Write out all of the entries, matching the original exactly.

[Dataset content — start]

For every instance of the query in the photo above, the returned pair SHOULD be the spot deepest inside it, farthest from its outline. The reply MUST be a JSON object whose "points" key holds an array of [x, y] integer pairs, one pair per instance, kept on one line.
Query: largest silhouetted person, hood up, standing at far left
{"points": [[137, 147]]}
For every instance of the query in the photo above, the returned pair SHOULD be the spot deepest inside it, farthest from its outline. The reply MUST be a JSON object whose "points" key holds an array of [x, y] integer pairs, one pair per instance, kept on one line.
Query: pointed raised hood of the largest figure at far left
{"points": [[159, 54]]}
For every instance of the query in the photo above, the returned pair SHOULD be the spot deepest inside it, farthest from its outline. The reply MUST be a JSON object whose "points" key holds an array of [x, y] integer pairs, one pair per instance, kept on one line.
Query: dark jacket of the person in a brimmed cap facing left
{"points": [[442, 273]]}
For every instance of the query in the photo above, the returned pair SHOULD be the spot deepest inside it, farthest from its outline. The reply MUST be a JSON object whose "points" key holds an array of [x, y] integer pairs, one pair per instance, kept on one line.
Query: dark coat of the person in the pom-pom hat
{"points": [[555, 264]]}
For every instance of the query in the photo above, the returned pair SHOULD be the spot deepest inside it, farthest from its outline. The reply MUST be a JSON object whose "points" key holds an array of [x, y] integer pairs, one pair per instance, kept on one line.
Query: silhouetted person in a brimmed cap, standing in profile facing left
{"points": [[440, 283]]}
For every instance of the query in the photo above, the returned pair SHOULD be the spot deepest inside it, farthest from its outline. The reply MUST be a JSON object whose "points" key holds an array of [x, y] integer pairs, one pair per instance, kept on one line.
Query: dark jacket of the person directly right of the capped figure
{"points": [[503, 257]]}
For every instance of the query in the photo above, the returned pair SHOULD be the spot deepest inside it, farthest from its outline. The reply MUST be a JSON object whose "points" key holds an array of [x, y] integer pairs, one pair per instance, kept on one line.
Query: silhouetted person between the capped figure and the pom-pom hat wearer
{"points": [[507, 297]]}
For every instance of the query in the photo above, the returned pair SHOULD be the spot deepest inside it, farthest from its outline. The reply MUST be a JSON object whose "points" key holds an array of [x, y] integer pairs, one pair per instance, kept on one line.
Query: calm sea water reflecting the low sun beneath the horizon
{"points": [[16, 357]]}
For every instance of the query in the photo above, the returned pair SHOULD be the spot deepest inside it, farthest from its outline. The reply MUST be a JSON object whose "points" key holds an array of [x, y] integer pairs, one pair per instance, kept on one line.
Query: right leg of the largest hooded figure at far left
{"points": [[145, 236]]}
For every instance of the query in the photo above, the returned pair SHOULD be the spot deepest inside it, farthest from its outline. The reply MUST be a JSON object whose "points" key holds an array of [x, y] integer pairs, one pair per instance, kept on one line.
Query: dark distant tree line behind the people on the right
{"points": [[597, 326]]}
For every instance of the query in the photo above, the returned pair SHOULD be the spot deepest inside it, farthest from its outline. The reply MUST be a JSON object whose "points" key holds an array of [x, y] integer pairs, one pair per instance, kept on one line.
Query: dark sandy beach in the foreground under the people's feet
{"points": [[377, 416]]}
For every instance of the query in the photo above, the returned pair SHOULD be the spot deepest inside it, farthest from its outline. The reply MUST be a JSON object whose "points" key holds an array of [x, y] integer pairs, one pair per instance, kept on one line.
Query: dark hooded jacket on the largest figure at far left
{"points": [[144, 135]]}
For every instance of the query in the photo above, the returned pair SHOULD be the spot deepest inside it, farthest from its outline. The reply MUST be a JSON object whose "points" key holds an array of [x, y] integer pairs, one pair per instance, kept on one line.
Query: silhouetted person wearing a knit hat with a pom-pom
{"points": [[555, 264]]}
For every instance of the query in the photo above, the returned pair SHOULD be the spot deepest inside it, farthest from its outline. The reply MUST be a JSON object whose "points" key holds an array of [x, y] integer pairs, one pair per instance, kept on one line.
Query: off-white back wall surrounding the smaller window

[Dataset content — finish]

◆ Output for this task
For every instance of the query in the photo above, the returned pair SHOULD be the spot deepest inside it, farthest from its outline. The reply MUST be a JSON object whose "points" key holds an array of [x, y] integer pairs, one pair per instance, kept on one line.
Query: largest silhouetted person, hood up, standing at far left
{"points": [[137, 147]]}
For every instance of the query in the photo above, the returned pair SHOULD be the spot deepest inside it, farthest from its outline. The reply MUST be a JSON object whose "points" key holds an array of [x, y] integer pairs, one pair per instance, kept on one line.
Query: pointed raised hood of the largest figure at far left
{"points": [[159, 54]]}
For every instance of the query in the photo above, the returned pair SHOULD be the spot deepest inside it, farthest from its outline. The reply MUST be a JSON object whose "points" key holds an array of [x, y] integer pairs, one pair per instance, kept on one line.
Query: dark jacket of the person in a brimmed cap facing left
{"points": [[442, 273]]}
For every instance of the query in the photo above, the returned pair SHOULD be the spot deepest inside it, farthest from its outline. The reply MUST be a JSON object whose "points" key holds an array of [x, y] integer pairs, one pair per instance, kept on one line.
Query: dark coat of the person in the pom-pom hat
{"points": [[555, 264]]}
For every instance of the query in the photo above, the returned pair SHOULD be the spot deepest inside it, farthest from its outline. The reply MUST be a JSON object whose "points" key holds an array of [x, y] integer pairs, one pair per instance, kept on one line.
Query: silhouetted person in a brimmed cap, standing in profile facing left
{"points": [[440, 283]]}
For every instance of the query in the photo above, the returned pair SHOULD be the spot deepest inside it, farthest from its outline. The reply MUST be a JSON object whose "points" key holds an array of [x, y] integer pairs, one pair per instance, kept on one line.
Query: dark jacket of the person directly right of the capped figure
{"points": [[503, 257]]}
For every instance of the query in the photo above, the returned pair SHOULD be the spot deepest inside it, farthest from its outline. The reply MUST be a JSON object whose "points" key holds an array of [x, y] integer pairs, one pair per instance, kept on one line.
Query: silhouetted person between the capped figure and the pom-pom hat wearer
{"points": [[507, 297]]}
For every instance of the query in the photo above, the returned pair SHOULD be the spot deepest inside it, farthest from its outline. The reply MUST be a JSON object whose "points" key holds an array of [x, y] integer pairs, one pair per instance, kept on one line.
Query: calm sea water reflecting the low sun beneath the horizon
{"points": [[16, 357]]}
For every instance of the query in the photo above, the returned pair SHOULD be the spot deepest inside it, farthest from its outline. The reply MUST be a JSON object whose "points" key holds an array of [x, y] integer pairs, one pair per instance, kept on one line.
Query: right leg of the largest hooded figure at far left
{"points": [[145, 236]]}
For every instance of the query in the photo above, the returned pair SHOULD be the spot deepest inside it, farthest from its outline. The reply MUST be a JSON object whose "points" key holds an array of [x, y] integer pairs, one pair per instance, kept on one line.
Query: dark distant tree line behind the people on the right
{"points": [[597, 326]]}
For every instance of the query in the photo above, the returned pair SHOULD be the spot deepest inside it, farthest from its outline. The reply MUST be a JSON object whose "points" key holds an array of [x, y] integer pairs, one pair per instance, kept on one line.
Query: dark sandy beach in the foreground under the people's feet
{"points": [[377, 416]]}
For every instance of the query in the photo above, the returned pair SHOULD be the spot deepest inside it, farthest from its outline. The reply MUST be a JSON object whose "points" key holds an array of [x, y] integer pairs, one pair per instance, kept on one line.
Query: dark hooded jacket on the largest figure at far left
{"points": [[144, 135]]}
For every instance of the query in the photo above, the returned pair SHOULD be the spot deepest inside it, farthest from its outline. The reply MUST be a JSON object whose "points" key holds an array of [x, y] integer pairs, one pair per instance, kept on one line.
Query: silhouetted person wearing a knit hat with a pom-pom
{"points": [[555, 264]]}
For every instance of the query in the photo above, the returned pair SHOULD be the spot deepest inside it, farthest from its outline. The reply MUST be a JSON object whose "points" key holds an array of [x, y] integer pairs, one pair per instance, kept on one line.
Query: off-white back wall surrounding the smaller window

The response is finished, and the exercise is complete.